Rows from a dataset
________________________________________

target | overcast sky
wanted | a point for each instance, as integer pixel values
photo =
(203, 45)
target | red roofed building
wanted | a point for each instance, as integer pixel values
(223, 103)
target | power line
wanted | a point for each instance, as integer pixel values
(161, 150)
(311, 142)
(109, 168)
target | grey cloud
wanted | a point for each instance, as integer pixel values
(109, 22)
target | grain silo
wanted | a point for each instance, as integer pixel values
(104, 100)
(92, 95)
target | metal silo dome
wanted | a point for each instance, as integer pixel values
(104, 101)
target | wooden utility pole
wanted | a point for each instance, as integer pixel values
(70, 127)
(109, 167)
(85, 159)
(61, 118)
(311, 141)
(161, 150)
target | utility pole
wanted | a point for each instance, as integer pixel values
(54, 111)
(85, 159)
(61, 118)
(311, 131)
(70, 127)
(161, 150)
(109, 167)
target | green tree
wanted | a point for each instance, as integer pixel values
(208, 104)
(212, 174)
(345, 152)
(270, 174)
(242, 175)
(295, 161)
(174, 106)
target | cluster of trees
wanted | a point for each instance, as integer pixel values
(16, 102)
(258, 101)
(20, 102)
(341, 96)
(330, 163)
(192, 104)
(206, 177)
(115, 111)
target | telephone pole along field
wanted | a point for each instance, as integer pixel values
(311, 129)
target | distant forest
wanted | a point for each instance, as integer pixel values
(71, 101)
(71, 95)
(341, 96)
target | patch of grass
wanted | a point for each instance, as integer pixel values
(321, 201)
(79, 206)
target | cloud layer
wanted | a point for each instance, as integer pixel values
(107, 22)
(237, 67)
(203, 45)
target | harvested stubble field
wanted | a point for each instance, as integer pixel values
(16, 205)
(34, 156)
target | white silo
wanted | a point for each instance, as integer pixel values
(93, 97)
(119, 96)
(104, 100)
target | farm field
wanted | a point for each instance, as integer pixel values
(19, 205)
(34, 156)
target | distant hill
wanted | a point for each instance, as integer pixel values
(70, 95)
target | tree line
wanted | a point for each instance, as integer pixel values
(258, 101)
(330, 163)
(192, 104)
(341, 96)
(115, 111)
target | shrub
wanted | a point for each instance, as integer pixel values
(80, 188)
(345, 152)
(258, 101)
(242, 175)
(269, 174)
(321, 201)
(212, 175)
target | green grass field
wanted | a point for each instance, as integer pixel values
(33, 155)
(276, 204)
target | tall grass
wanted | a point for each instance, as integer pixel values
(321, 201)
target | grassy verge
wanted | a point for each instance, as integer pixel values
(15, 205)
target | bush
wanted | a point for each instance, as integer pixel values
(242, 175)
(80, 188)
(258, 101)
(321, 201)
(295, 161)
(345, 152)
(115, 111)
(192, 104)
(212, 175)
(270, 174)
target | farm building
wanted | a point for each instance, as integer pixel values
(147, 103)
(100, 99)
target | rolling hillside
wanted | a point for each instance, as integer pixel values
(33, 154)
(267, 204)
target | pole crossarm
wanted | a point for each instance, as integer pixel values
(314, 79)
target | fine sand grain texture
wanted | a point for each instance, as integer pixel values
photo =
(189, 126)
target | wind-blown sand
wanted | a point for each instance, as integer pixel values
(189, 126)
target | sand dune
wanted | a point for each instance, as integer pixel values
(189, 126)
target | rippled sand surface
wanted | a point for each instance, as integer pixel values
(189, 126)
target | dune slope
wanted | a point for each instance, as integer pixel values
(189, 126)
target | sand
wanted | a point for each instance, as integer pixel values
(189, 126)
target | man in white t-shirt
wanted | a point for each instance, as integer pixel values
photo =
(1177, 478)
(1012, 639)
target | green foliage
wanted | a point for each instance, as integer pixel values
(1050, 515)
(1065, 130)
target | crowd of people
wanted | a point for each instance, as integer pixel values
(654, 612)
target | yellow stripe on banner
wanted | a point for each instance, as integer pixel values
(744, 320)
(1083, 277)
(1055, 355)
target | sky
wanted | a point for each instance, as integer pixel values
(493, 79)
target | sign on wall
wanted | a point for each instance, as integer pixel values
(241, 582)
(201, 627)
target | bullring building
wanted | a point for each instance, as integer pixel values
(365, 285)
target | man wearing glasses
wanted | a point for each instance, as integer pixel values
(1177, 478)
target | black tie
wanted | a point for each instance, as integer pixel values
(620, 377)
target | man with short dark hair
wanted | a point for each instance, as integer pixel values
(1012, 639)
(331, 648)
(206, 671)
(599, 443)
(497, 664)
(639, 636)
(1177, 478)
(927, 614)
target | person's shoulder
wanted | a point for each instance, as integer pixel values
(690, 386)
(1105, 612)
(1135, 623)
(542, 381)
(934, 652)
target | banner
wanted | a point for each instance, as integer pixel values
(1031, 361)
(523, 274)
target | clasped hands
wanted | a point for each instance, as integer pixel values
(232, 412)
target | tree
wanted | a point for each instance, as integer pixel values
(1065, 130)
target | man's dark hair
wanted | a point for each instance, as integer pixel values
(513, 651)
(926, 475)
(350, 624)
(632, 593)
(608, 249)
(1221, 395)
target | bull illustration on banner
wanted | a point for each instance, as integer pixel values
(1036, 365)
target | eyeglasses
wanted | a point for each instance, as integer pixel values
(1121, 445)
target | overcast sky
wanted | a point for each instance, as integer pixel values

________________________________________

Write out the lines above from the one containing "target | banner" through the last, exactly as they are.

Result of this task:
target | banner
wanted | a point for each instance, as integer pixel values
(1031, 361)
(523, 274)
target | clasped hands
wanted | a point for each instance, as integer pixel values
(232, 412)
target | tree
wanted | a point for each instance, as integer pixel values
(1065, 130)
target | man's dark hair
wanted | a point for each instance, as integer pixel values
(513, 651)
(926, 475)
(350, 624)
(632, 593)
(608, 249)
(1221, 395)
target | bull illustration on banner
wanted | a point for each instance, as integer pixel values
(1036, 365)
target | eyeglasses
wanted | a point for each instance, as integer pixel values
(1121, 445)
target | overcast sky
wanted | a point for each instance, as integer pixel values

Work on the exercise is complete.